* [Data supplied]
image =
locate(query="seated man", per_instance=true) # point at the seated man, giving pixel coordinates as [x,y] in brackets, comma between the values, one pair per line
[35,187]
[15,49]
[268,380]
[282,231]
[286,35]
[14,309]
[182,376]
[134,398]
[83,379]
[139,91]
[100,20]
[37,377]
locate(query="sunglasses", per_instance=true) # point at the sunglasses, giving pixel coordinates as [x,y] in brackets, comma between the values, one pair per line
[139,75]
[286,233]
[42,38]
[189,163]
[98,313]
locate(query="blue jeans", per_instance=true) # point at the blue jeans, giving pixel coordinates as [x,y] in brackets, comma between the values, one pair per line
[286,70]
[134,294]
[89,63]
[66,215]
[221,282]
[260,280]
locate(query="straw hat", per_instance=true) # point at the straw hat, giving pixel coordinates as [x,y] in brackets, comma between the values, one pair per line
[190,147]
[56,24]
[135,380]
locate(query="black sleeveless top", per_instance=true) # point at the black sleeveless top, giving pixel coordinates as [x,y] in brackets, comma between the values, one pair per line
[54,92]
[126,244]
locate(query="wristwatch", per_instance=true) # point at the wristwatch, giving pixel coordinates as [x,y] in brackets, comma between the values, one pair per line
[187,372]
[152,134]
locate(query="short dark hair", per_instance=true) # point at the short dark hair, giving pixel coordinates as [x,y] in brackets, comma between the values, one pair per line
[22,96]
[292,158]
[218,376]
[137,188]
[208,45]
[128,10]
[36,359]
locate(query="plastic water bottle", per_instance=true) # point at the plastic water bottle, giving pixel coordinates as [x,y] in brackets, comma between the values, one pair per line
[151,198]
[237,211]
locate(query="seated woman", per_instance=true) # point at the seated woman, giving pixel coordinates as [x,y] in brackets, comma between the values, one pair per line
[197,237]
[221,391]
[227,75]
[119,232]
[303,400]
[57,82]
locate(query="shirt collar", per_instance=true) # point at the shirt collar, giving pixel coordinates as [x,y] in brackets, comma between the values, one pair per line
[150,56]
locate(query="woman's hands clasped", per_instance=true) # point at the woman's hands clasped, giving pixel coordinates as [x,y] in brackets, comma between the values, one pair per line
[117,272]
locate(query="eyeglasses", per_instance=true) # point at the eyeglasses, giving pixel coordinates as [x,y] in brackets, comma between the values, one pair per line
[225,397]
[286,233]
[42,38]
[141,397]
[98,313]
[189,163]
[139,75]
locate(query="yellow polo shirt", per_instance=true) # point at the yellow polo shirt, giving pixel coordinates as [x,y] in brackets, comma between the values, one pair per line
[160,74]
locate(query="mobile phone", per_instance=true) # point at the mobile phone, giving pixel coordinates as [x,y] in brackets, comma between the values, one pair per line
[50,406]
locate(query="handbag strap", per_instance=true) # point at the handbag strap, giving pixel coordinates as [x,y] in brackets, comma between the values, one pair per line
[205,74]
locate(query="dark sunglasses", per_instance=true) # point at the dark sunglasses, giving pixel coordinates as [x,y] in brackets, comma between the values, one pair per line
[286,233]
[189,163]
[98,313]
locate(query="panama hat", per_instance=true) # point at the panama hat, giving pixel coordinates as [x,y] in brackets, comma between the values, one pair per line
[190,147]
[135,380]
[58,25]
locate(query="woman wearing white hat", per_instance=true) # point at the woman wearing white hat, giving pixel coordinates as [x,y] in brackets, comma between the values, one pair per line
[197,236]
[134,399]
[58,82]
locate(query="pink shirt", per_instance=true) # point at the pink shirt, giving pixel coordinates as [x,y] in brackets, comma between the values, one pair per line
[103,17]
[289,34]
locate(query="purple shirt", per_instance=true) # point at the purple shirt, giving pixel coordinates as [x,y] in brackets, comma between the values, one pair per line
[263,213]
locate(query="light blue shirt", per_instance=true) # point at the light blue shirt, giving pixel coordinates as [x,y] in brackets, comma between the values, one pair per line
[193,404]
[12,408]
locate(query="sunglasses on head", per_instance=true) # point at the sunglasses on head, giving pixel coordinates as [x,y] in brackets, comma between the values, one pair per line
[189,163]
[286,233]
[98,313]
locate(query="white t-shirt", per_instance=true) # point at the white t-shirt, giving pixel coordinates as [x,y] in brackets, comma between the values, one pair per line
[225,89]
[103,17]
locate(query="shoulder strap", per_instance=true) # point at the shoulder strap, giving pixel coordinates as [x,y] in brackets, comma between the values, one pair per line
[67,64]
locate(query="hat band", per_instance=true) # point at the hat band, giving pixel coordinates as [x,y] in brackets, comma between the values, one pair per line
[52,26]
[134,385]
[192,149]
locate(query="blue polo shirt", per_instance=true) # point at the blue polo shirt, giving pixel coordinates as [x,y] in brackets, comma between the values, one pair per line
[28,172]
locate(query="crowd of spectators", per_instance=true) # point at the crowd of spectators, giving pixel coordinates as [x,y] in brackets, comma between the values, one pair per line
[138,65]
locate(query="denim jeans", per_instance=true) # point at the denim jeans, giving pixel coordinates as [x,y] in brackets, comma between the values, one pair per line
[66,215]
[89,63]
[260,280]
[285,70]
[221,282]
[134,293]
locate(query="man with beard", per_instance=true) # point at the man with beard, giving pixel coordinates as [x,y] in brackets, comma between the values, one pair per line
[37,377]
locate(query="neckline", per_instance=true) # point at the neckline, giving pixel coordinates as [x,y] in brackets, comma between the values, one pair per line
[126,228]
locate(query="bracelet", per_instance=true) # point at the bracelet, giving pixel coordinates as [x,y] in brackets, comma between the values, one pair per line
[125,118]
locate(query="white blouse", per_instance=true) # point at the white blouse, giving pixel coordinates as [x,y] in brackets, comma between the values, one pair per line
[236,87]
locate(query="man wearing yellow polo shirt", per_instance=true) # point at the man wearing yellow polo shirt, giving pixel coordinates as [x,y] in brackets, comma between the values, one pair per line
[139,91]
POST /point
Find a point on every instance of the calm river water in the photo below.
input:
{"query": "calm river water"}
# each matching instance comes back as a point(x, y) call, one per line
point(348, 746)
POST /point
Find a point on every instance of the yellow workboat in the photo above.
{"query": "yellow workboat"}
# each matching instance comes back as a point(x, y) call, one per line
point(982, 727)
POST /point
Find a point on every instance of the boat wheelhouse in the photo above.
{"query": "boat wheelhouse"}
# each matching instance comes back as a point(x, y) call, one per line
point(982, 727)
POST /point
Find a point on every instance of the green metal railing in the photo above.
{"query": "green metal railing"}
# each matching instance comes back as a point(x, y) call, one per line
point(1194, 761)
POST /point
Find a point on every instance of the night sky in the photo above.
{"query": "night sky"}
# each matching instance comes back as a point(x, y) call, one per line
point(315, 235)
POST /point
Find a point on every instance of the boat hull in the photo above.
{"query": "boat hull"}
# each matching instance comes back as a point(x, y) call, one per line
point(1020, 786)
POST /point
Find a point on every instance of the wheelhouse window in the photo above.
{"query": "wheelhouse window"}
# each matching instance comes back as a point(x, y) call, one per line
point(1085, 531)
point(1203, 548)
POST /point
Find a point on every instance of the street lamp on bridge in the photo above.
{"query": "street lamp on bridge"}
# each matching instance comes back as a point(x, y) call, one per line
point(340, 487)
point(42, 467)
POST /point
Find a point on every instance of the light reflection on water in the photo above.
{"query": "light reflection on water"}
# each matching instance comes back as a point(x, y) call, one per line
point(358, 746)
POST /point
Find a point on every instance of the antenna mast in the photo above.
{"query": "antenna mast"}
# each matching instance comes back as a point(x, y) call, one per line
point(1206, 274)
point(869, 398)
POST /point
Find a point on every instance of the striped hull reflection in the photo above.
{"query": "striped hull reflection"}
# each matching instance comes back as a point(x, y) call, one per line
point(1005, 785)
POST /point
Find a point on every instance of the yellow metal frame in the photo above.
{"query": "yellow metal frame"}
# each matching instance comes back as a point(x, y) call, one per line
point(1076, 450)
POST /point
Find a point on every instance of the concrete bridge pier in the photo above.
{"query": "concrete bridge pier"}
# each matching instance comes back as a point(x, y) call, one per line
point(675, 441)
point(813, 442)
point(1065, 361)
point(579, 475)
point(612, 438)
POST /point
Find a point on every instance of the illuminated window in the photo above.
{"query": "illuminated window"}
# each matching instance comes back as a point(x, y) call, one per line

* [What the exercise asks] Return each line of the material in which the string "lamp" occurs, treating uppercase and lowercase letters as distinct.

* [Exercise answer]
Find a point on every instance of the street lamp on bridge in the photo above.
{"query": "street lamp on bridge"}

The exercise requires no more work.